Input for this task:
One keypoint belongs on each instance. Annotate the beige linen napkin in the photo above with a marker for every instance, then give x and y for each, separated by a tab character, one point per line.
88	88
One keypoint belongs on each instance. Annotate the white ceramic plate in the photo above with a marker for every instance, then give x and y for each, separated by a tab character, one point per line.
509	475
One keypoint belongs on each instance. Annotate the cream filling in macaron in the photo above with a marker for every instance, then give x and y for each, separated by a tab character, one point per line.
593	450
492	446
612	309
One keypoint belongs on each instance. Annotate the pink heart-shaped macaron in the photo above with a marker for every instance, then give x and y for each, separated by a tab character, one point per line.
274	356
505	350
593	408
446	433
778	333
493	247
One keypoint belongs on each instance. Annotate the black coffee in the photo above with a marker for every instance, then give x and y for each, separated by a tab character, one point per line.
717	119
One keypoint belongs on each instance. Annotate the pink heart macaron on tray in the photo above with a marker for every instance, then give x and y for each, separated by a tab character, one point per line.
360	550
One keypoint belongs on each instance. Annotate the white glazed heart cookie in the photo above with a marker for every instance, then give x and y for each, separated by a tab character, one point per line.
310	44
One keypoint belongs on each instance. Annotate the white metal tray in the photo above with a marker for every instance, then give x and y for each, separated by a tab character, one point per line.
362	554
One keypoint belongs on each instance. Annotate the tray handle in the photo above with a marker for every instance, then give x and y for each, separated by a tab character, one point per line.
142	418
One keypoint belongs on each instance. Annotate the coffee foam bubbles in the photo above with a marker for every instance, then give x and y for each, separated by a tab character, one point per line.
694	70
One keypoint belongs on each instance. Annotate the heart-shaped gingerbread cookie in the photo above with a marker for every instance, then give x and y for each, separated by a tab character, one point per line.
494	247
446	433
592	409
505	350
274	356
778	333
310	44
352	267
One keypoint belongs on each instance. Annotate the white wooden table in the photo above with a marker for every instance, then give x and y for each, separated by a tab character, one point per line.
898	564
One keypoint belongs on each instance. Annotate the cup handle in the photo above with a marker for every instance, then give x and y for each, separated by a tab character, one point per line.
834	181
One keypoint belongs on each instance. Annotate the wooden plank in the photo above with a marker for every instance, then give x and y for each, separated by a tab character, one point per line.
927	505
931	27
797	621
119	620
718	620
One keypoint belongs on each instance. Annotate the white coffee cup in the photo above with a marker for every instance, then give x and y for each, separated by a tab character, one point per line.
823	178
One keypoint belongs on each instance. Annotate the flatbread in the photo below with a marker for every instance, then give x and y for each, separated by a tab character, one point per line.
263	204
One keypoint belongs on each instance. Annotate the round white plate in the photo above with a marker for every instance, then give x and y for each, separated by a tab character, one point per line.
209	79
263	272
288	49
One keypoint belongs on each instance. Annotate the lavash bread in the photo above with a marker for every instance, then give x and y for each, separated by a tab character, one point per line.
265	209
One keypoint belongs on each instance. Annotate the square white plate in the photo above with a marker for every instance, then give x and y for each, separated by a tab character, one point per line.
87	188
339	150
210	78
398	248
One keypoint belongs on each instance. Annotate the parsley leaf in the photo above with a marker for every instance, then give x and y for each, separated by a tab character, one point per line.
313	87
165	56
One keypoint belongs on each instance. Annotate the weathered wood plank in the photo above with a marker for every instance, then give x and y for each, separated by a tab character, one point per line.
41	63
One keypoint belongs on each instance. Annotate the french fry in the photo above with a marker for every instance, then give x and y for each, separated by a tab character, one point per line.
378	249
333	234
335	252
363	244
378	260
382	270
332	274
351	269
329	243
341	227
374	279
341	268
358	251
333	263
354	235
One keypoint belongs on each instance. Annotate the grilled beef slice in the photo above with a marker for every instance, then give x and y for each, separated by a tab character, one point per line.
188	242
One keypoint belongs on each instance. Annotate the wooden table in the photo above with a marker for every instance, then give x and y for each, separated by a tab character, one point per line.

Problem to solve: Please copy all of the data above verbatim, line for line, with nothing added, dropped, or changed.

Task output:
One keypoint belongs on each instance. Annotate the beige linen napkin in the photo above with a marker for every instance, then give x and y for each, separated by a tab character, one point per line.
88	88
One keypoint belongs on each instance. Annotate the white ceramic plate in the photo above with a marker for every instance, then give x and y for each, separated by a tab character, one point per line.
509	475
One keypoint belongs on each instance. Annotate the cream filling in macaron in the photo above with a marker for every instance, then give x and y for each, separated by a tab character, one point per line.
593	450
492	446
612	309
One keypoint belongs on each instance. Annotate the pink heart-shaped macaron in the photo above with a marker for every instance, then give x and y for each, separated by a tab character, one point per line.
274	356
505	350
593	408
446	433
778	333
493	247
One keypoint belongs on each instance. Annotate the black coffee in the photo above with a marker for every instance, then give x and y for each, separated by a tab character, one point per line.
717	119
One keypoint belongs on each instance. Annotate the pink heart macaron on tray in the photo above with a marker for every instance, then give x and y for each, separated by a tab character, one point per line.
360	550
One keypoint belongs on each instance. Annotate the white glazed heart cookie in the photo above with a marker for every instance, then give x and y for each, separated by a tab character, one point per line.
310	44
One keypoint belongs on each instance. Annotate the white metal tray in the photo above with a marker for every instance, then give x and y for each, separated by a tab character, one point per line.
362	554
One keypoint belongs on each instance. Annotate the tray handle in the photo above with a marker for every instance, then give x and y for each, separated by a tab character, one point per line.
142	418
One keypoint belongs on each instance. Annotate the coffee foam bubbles in the photo above with a marker for every instance, then give x and y for each, separated by a tab character, one point per line.
694	70
One keypoint belongs on each instance. Annotate the heart-shaped gingerbread cookie in the photo above with a marker for every instance, then give x and y for each, separated by a tab character, one point per line.
494	247
446	433
592	409
505	350
274	356
778	333
310	44
352	267
One keypoint belongs on each instance. Annotate the white wooden table in the photo above with a marker for every instance, then give x and y for each, separated by a tab character, one point per line.
898	564
One keypoint belongs on each instance. Annotate the cup handle in the photo above with a marker for every instance, then give x and y for each, separated by a tab character, one point per line.
834	181
One keypoint belongs on each instance. Annotate the wooden plank in the photo above with a marker for every instance, then give x and y for each, separated by a tab character, one point per line.
927	505
931	27
797	621
119	620
718	620
One keypoint belongs on each instance. Annotate the white coffee cup in the photo above with a marker for every instance, then give x and y for each, separated by a tab character, one point per line.
823	178
One keypoint belongs on each instance. Annotate the flatbread in the photo below with a marker for every instance, then give x and y for each, separated by a tab character, one point per line.
263	204
One keypoint belongs on each instance. Annotate the round white plate in the photo above with a marker for every instance, then give x and y for each, separated by a tab character, one point per line.
209	79
263	272
288	49
One keypoint belongs on each instance. Annotate the lavash bread in the photo above with a marker for every instance, then give x and y for each, separated by a tab character, one point per line.
265	209
One keypoint belongs on each instance. Annotate the square white plate in the photo above with a marker for every instance, then give x and y for each, separated by a tab character, one point per line.
87	188
339	150
210	78
398	248
One keypoint belongs on each instance. Annotate the parsley leaf in the photo above with a marker for every instance, then give x and y for each, separated by a tab character, one point per line.
313	87
165	56
One keypoint belongs on each instance. Annotate the weathered wood plank in the photo above with a marker for every instance, then give x and y for each, separated by a tab character, one point per line.
41	63
One keypoint belongs on each instance. Annotate the french fry in the photo above with a marker for every instance, then give x and y for each, separated by a tab character, one point per line.
378	249
333	234
335	252
363	244
378	260
382	270
332	274
351	269
329	243
341	227
374	279
341	268
358	251
333	263
354	235
One keypoint belongs on each instance. Annotate the grilled beef slice in the photo above with a marker for every instance, then give x and y for each, separated by a tab character, one point per line.
188	242
One keypoint belongs on each instance. Annotate the wooden table in the photo above with a marker for every instance, then give x and y for each, separated by a tab character, one point per line.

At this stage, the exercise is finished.